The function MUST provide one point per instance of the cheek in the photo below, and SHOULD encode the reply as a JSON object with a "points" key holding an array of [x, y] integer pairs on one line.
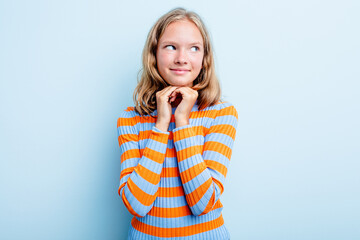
{"points": [[162, 59], [197, 63]]}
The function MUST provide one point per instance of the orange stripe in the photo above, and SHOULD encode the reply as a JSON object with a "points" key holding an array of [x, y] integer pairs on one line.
{"points": [[170, 212], [192, 172], [147, 175], [139, 194], [132, 153], [126, 202], [126, 171], [171, 192], [216, 166], [154, 155], [177, 232], [194, 197], [170, 172], [224, 129], [218, 147], [210, 204], [124, 138], [189, 152], [170, 153]]}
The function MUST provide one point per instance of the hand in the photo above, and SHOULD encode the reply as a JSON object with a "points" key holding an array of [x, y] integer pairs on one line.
{"points": [[163, 107], [183, 110]]}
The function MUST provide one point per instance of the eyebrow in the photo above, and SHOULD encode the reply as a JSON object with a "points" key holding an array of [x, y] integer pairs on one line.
{"points": [[172, 42]]}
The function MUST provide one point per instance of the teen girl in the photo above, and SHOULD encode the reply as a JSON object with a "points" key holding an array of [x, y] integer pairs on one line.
{"points": [[176, 142]]}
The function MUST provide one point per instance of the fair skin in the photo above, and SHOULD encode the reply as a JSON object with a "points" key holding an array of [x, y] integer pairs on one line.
{"points": [[179, 57]]}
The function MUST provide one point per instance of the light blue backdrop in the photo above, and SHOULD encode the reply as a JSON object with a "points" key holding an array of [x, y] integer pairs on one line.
{"points": [[68, 68]]}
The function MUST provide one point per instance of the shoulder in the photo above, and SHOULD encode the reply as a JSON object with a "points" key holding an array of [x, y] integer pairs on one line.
{"points": [[128, 117], [222, 108]]}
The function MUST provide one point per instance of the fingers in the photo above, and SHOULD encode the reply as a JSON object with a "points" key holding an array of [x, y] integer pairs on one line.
{"points": [[186, 92], [164, 94]]}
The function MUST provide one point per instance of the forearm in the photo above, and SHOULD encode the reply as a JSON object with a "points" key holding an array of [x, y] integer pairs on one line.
★ ★ ★ ★
The reply should repeat the listing above exactly and contain no pictures.

Result below
The function MUST provide one point per instance of the cheek in the photo below, and SHOULD encode the reply as a JSON object with a "points" key holding an array of [x, y] integer pairs on one line.
{"points": [[162, 59], [197, 63]]}
The function MUST provide one point per instance of the orange stripe in the photo above, and SHOULD encode the reply as a JSON object with a "points" key holding an array of [x, y] integer pairs on one line.
{"points": [[170, 212], [192, 172], [147, 175], [139, 194], [132, 153], [126, 202], [126, 171], [171, 192], [216, 166], [154, 155], [177, 232], [194, 197], [170, 172], [224, 129], [218, 147], [210, 204], [124, 138], [189, 152], [170, 153]]}
The function MUST provide one point per instance of the hand in the photo above, and SHOULD encode the reply as a JSON object with a "points" key holding an array of [x, y] integer pairs on one line.
{"points": [[163, 107], [183, 110]]}
The function MUST provide one point per instance of the eyebrow in the photo above, and SHOULD encode the reply as a JSON object with a "points" key holding an array of [x, y] integer pairs on one line.
{"points": [[172, 42]]}
The function MUST provide one point per instance of the teen girl in the photo above, and SHOULD encode the reply as a JSON object with a "points" key holding an array of [x, y] integer pairs on one line.
{"points": [[176, 142]]}
The function MUST provide one point per instance of the fair skin in the photo above, and SHOULD encode the reply as a JSON object with a "points" key holding an array of [x, y] integer pairs on one line.
{"points": [[179, 57]]}
The function MUST provide one point per instance of the light blue backdrop in the photo above, and SHOULD encode the reply as a JSON object with a "points" key holding an array of [x, y] integer pairs on one line.
{"points": [[68, 68]]}
The function MUST provide one point per instance of the shoulder in the photo above, and SHOULD encode the reply as a JSON object with a "points" key holding an array of [x, y] integer pairs on one line.
{"points": [[128, 117], [222, 108]]}
The function MUST provide one point per instance of the fingers in the photo above, and SHOULD encode the reply as a JSON object with a "points" key holding an array of [x, y] integer pairs on one line.
{"points": [[186, 92], [164, 94]]}
The function MUST provide one point per instance of the forearm in the photo above, and SHOULD encode the reply as a JSON object with a "points" key holding an array of [x, y] integer pairs on one line.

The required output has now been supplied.